**Directive a**
Please summarize the forum post below in two sentences.

**Excerpted text**
** BEGIN **

SASL/Kerberos (Kraft) - Brokers fail to authenticate

Hello,
i dont have previous experience configuring Kraft and im trying to set up Kafka cluster using Kraft in combined mode.
My goal is to achieve kafka servers to authenticate via Kerboros (SASL_PLAINTEXT protocol).
I followed official Confluent documentation, such as
https://docs.confluent.io/platform/current/kafka/authentication_sasl/authentication_sasl_gssapi.html

Im stuck at the state, where my kafka service can start, it communicates with other controllers and looks stable. But issue with functionality appears when i want to contact brokers using commands such as:

/usr/bin/kafka-topics --list --bootstrap-server hostname

or

/usr/bin/kafka-metadata-quorum --bootstrap-server hostname:9092 describe --status

In /var/log/kafka/server.log these messages repeat until the command times out (first octets of IP addresses replaced with X.X.X):

DEBUG Accepted connection from /X.X.X.116:58312 on /X.X.X.117:9092 and assigned it to processor 10, sendBufferSize [actual|requested]: [102400|102400] recvBufferSize [actual|requested]: [102400|102400] (kafka.network.DataPlaneAcceptor)
DEBUG Processor 10 listening to new connection from /X.X.X.116:58312 (kafka.network.Processor)
INFO [SocketServer listenerType=BROKER, nodeId=1] Failed authentication with /X.X.X.116 (channelId=X.X.X.117:9092-X.X.X.116:58312-0) (Unexpected Kafka request of type METADATA during SASL handshake.) (org.apache.kafka.common.network.Selector)

I tried many things, but nothing worked and im out of ideas. I would be very grateful for advices.


Here are details of my kafka cluster:

/usr/lib/systemd/system/confluent-kafka.service

[Unit]
Description=Apache Kafka - broker
Documentation=http://docs.confluent.io/
After=network.target confluent-zookeeper.target

[Service]
Type=simple
User=cp-kafka
Group=confluent
ExecStart=/usr/bin/kafka-server-start /etc/kafka/kraft/server.properties
Environment=“KAFKA_OPTS=-Dsun.security.krb5.debug=true -Djava.security.krb5.conf=/etc/krb5.conf -Djava.security.auth.login.config=/etc/kafka/kraft/kafka_server_jaas.conf”
LimitNOFILE=1000000
TimeoutStopSec=180
Restart=no

[Install]
WantedBy=multi-user.target

However the kerb debug option (-Dsun.security.krb5.debug=true) doesnt seem to be working. I couldnt see no new messages in /var/log/kafka/server.log

/etc/kafka/kraft/server.properties (actual hostnames replaced with generic hostname names)

** END **

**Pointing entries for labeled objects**
** BEGIN **

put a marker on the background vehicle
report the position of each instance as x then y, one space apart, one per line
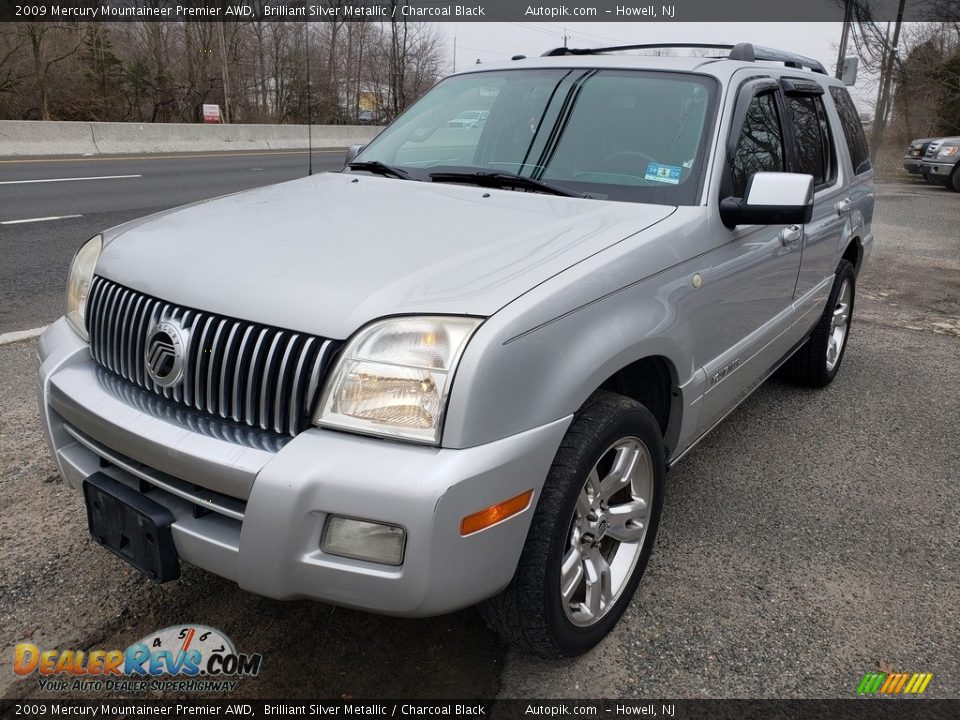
473 393
914 155
941 163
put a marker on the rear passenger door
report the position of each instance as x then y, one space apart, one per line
813 151
745 304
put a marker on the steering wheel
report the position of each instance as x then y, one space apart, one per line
625 162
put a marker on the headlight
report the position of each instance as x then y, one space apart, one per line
394 376
78 283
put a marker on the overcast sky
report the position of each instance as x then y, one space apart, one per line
500 40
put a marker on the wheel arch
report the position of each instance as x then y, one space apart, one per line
854 253
653 382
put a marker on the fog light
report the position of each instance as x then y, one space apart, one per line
363 540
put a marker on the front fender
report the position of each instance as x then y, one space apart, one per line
540 358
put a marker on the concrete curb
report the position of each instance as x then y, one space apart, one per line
19 138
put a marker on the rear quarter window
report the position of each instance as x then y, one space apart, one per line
852 130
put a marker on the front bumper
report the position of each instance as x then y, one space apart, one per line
251 507
938 172
912 164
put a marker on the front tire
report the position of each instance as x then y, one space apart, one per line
591 535
817 362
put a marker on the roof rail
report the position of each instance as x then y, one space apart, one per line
745 52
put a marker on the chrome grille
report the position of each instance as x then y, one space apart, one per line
254 374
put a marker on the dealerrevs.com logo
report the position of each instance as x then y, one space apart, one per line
177 658
880 683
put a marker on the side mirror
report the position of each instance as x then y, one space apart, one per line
352 152
771 199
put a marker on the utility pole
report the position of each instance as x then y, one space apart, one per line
306 43
886 77
844 37
225 73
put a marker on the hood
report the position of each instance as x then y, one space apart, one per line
328 253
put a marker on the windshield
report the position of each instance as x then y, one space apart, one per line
613 134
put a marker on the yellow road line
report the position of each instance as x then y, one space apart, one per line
94 158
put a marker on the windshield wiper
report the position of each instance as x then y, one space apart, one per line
379 168
495 179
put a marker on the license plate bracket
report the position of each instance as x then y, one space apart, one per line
131 526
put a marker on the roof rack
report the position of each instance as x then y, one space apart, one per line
745 52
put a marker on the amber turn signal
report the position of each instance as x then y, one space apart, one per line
495 513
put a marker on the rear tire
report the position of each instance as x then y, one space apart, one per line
591 535
817 362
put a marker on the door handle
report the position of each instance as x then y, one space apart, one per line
790 235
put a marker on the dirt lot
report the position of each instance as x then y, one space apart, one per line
810 539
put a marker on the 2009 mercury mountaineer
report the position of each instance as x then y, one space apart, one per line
457 371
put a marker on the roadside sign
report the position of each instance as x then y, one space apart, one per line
211 113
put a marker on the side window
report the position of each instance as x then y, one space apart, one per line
852 130
811 139
760 146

** END **

**Directive b**
Count the lines in the records above that contain the string "roof", and give only that number.

**Task result a**
The poster is setting up a Kafka cluster in KRaft combined mode with Kerberos authentication over SASL_PLAINTEXT, following official Confluent documentation, and the service starts, communicates with other controllers and looks stable. However, commands that contact the brokers, such as kafka-topics and kafka-metadata-quorum, time out while server.log repeatedly reports failed authentication because of an unexpected METADATA request during the SASL handshake.

**Task result b**
2